## Liste des consignes
(1) Relevez tous les clubs et toutes les équipes de handball nommés dans le texte sur le départ de Patrice Canayer.
(2) Reproduisez mot pour mot tout le passage du texte sur le départ de Patrice Canayer, depuis « Sur cette dernière » jusqu'à « depuis plusieurs années. ».

## Texte à lire

━━━━━━

Il s'y est préparé depuis l'été dernier. Après trois décennies passées sur le banc et à l'entraînement du Montpellier HB, ce vendredi soir face à Toulouse, Patrice Canayer va vivre ses ultimes minutes à la tête de l'équipe héraultaise. Les projets foisonnent mais pourra-t-il totalement se couper du handball ? La question reste en suspens. En tout cas, on n'imagine mal la discipline sans celui qui en aura été un de ses plus ardents défenseurs.

Ce vendredi, les verres mais aussi les souvenirs vont s’entrechoquer. Deux monstres sacrés du handball français tirent leur révérence en championnat. Pour qu’elle soit magistrale, Nikola Karabatic s’offre Bercy face à Pays d’Aix. Le multimédaillé tricolore qui mettra un terme à sa longévité sportive à l’issue des Jeux a salué avec déférence, l’initiative des dirigeants du PSG. Il fallait un écrin à la hauteur de l’évènement, pour la der en championnat de Niko.

A un peu plus de 750 km plus au sud, Patrice Canayer connaitra des honneurs équivalents après que son équipe ait clôturé sa saison face à Toulouse. A 63 ans, le technicien pourra ranger ses inséparables bristols où il notait toutes les rotations et enclenchements. Après trois décennies passées à la tête du club héraultais, il a décidé de ne pas prolonger l’aventure. Mais le handball ne va-t-il pas lui manquer ? Entretien avec un passionné rigoureux qui aura marqué l’histoire de la discipline 

30 ans… Est-ce important de laisser une empreinte ? 

Il y a 30 ans, Guy Petitgirard m’a passé le flambeau du MHB et trois décennies plus tard, on a envie de le rendre encore plus valorisé. Surtout lorsqu’on est resté si longtemps, on ne peut pas dire que le temps a manqué. Et donc la transmission est extrêmement importante. Un club doit s’inscrire dans la durée et grandir, et c’est ce qu’on a essayé de faire. Il faut rappeler qu’au début, le Montpellier Handball n’était qu’un club populaire de quartier au sud de la ville.

En repassant sur ces 30 ans, y’a-t-il des choses que tu mènerais différemment ? 

C’est une question qui revient souvent. Quand tu es manager général d’un club et amené à prendre beaucoup de décisions, tu ne peux pas dire qu’en 30 ans, tu n’as pris que des bonnes décisions. Ce serait mentir et évidemment prétentieux. Par contre, au moment où ces décisions ont été prises, elles nous paraissaient sur le moment, les plus opportunes. Donc, à ce titre-là, je ne regrette rien. Après, avec le recul, bien évidemment, tu peux avoir un avis différent. 

Sur cette dernière saison, est-ce qu’il y a une frustration de ne pas avoir atteint les objectifs ? 

Dans cette période qui est pour moi, assez particulière, j’ai du mal à faire le tri entre les émotions de 30 ans passés ici et l’analyse de la saison en cours. Si je m’essaie à l’exercice, je dirai qu’on a fait naître beaucoup de promesses qui ont été, c’est vrai, un peu déçues. On n’a pas réussi à basculer dans le camp de ce qui aurait pu être fantastique, notamment en Ligue des Champions. On peut être frustrés mais à l’arrivée, on est 3ème du championnat, demi-finaliste de la coupe et quart-finaliste de la Ligue des Champions. Et cela dure depuis plusieurs années.

━━━━━━

## Éléments d'un jeu de données
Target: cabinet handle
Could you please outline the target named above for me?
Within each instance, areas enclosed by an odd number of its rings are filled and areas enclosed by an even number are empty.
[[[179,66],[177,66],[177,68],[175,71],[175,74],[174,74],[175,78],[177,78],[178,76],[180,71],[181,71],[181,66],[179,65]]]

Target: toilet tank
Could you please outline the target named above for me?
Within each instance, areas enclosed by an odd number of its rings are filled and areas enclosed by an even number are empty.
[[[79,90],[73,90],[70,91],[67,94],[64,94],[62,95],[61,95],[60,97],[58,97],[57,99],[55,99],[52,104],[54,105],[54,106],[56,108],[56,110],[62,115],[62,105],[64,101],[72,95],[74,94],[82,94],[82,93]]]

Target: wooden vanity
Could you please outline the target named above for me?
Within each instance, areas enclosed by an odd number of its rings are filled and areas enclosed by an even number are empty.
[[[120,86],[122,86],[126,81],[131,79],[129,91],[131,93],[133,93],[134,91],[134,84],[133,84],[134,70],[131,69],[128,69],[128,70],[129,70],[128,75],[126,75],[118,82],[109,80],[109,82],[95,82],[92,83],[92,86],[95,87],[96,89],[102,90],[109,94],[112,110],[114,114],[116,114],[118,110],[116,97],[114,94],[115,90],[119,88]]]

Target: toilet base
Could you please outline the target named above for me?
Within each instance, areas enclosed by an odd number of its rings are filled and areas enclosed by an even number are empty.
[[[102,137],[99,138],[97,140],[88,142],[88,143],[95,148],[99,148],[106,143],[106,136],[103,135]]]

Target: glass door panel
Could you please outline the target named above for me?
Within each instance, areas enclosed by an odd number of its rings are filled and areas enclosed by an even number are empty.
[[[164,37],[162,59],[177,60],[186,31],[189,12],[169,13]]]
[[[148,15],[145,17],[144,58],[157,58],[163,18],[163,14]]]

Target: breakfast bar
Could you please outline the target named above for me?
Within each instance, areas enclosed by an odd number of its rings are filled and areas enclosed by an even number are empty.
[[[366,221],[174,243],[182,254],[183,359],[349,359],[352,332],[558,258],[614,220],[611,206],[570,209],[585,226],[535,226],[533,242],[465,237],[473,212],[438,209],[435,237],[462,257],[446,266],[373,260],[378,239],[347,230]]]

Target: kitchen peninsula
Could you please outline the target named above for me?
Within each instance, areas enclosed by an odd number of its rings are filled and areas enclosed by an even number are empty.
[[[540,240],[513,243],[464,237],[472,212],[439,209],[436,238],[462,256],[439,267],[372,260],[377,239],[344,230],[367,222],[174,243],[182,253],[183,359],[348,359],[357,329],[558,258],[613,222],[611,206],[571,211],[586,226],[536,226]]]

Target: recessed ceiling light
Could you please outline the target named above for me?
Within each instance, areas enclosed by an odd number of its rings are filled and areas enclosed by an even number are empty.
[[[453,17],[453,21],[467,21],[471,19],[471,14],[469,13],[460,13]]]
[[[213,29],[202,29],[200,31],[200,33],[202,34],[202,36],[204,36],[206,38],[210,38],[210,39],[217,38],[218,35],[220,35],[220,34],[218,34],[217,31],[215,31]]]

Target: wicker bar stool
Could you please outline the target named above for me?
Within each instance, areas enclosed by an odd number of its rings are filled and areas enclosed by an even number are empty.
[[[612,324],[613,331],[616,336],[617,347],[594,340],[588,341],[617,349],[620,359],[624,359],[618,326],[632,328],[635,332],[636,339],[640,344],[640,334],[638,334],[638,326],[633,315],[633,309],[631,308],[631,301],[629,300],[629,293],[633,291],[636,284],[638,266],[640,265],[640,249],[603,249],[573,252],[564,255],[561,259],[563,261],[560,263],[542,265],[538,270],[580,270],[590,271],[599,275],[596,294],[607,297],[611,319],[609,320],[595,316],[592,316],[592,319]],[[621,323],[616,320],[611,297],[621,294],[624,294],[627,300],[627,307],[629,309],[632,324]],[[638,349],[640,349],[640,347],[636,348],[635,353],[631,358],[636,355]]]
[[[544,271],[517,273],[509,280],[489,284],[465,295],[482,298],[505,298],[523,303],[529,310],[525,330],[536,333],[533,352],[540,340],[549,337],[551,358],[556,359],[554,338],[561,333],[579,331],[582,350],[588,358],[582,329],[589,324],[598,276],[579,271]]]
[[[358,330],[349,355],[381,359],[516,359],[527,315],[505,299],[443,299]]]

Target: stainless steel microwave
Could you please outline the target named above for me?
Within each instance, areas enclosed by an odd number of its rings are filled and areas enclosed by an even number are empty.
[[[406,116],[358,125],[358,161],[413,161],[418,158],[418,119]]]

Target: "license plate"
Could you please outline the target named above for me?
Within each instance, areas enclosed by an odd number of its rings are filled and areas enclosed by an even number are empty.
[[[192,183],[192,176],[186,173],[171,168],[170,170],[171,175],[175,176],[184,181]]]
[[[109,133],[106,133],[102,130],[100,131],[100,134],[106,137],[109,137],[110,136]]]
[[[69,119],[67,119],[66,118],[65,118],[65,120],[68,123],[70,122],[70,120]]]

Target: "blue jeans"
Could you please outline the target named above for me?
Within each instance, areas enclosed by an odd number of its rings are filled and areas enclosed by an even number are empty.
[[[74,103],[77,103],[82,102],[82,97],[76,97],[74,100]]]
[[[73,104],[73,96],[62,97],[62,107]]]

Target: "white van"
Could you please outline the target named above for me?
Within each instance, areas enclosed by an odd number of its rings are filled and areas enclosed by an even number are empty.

━━━━━━

## Résultats obtenus
(1)
- Montpellier HB (aussi appelé Montpellier Handball)
- Toulouse
- Pays d'Aix
- PSG

(2)
Sur cette dernière saison, est-ce qu’il y a une frustration de ne pas avoir atteint les objectifs ? 

Dans cette période qui est pour moi, assez particulière, j’ai du mal à faire le tri entre les émotions de 30 ans passés ici et l’analyse de la saison en cours. Si je m’essaie à l’exercice, je dirai qu’on a fait naître beaucoup de promesses qui ont été, c’est vrai, un peu déçues. On n’a pas réussi à basculer dans le camp de ce qui aurait pu être fantastique, notamment en Ligue des Champions. On peut être frustrés mais à l’arrivée, on est 3ème du championnat, demi-finaliste de la coupe et quart-finaliste de la Ligue des Champions. Et cela dure depuis plusieurs années.